▸ Work task: In the entries below, which lines run from the one containing "of the concrete" to the one containing "the camouflage uniform;"? Copy exactly those lines, ends included, and no others.

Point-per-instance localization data
§ §

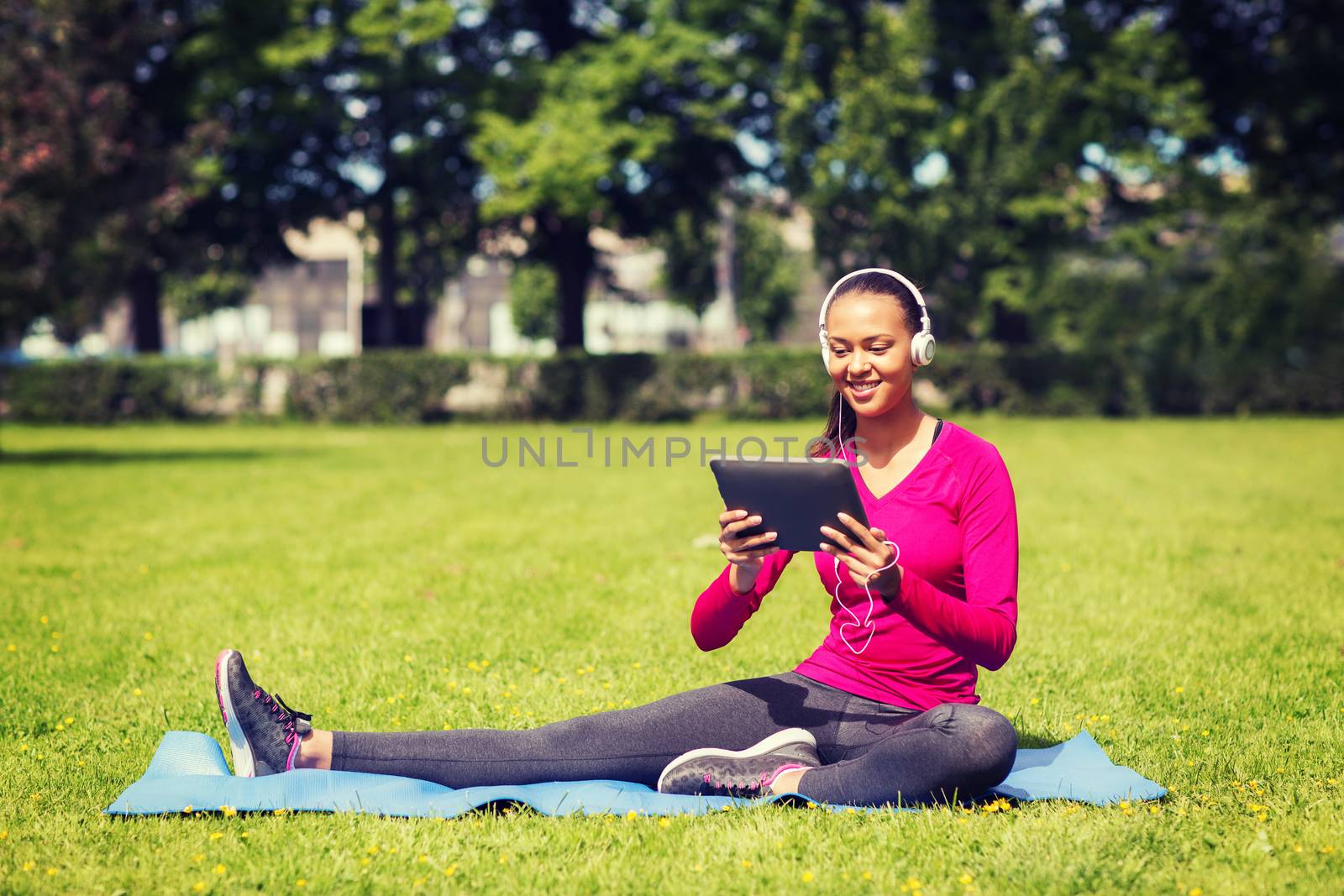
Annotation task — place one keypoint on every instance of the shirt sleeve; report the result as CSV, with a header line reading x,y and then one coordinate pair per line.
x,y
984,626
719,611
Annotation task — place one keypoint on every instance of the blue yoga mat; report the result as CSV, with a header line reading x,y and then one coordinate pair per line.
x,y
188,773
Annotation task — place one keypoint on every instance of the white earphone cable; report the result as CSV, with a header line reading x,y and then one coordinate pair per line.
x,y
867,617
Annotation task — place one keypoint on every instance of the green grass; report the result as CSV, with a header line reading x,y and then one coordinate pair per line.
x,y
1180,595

§ §

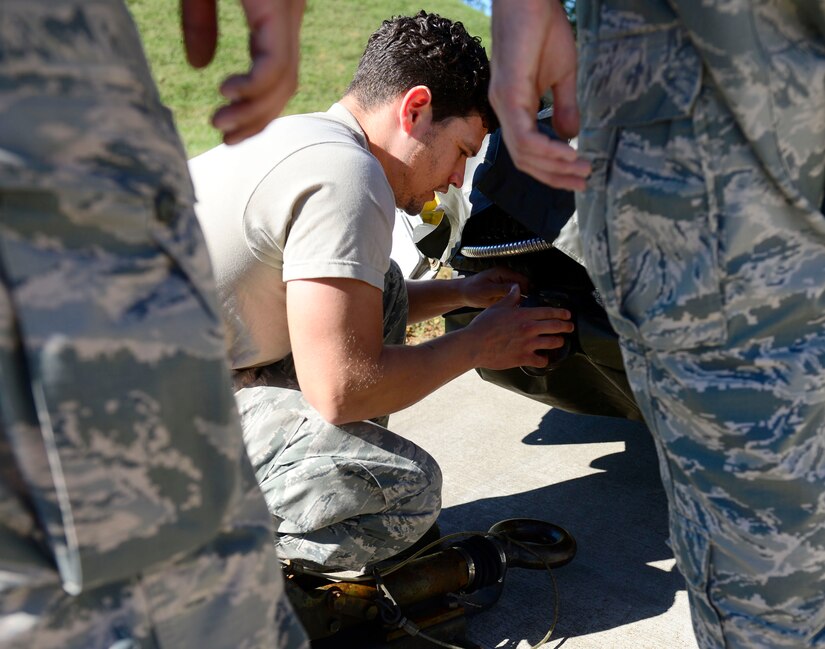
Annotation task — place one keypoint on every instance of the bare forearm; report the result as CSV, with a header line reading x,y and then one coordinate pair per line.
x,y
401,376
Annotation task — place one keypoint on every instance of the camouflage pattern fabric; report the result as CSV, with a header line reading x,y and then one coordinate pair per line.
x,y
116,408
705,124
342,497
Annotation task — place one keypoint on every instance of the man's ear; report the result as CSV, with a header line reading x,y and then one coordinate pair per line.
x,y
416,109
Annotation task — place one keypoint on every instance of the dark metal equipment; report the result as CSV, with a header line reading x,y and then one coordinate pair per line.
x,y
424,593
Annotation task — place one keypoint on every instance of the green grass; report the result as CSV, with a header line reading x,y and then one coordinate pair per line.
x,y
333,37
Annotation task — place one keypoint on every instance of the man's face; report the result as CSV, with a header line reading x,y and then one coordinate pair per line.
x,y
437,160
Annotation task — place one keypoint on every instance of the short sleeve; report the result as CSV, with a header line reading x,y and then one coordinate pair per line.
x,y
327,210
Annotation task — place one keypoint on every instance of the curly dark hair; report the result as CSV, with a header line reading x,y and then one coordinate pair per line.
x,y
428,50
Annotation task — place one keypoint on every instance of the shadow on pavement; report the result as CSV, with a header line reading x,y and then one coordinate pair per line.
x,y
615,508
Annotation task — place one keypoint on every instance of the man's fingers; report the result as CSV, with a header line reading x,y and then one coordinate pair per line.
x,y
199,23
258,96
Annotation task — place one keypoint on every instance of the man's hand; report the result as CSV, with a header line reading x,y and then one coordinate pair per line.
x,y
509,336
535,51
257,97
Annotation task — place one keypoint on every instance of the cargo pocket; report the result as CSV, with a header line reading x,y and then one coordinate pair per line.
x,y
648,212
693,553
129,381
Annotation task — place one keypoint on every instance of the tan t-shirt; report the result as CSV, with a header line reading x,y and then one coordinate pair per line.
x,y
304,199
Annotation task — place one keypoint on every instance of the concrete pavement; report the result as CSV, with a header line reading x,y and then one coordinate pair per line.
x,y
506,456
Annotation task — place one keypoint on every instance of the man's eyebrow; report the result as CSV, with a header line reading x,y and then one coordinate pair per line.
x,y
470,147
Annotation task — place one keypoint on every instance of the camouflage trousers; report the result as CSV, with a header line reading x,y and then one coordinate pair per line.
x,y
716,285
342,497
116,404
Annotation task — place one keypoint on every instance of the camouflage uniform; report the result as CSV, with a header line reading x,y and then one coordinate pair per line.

§ §

▸ Exercise answer:
Annotation task — place one keypoint on every instance of the concrete pavement; report the result as CSV, with a header line reading x,y and then one coordinate pair per line.
x,y
506,456
Annotation task — place one keypoint on every instance of the man's eyebrow; report the result as CSV, with a header line reading x,y and then one coordinate pair per line.
x,y
470,147
Annotation task — place one keypoint on every instance of the camouflage trousers; report the result as CSV, with a header line reading x,y and then one coordinate pair per line.
x,y
716,285
342,497
116,404
Annotation task — place one keypoint on every instance of the camouflage uniform; report the result as CSV, with a header line reading x,y and then one coordinate pair per line.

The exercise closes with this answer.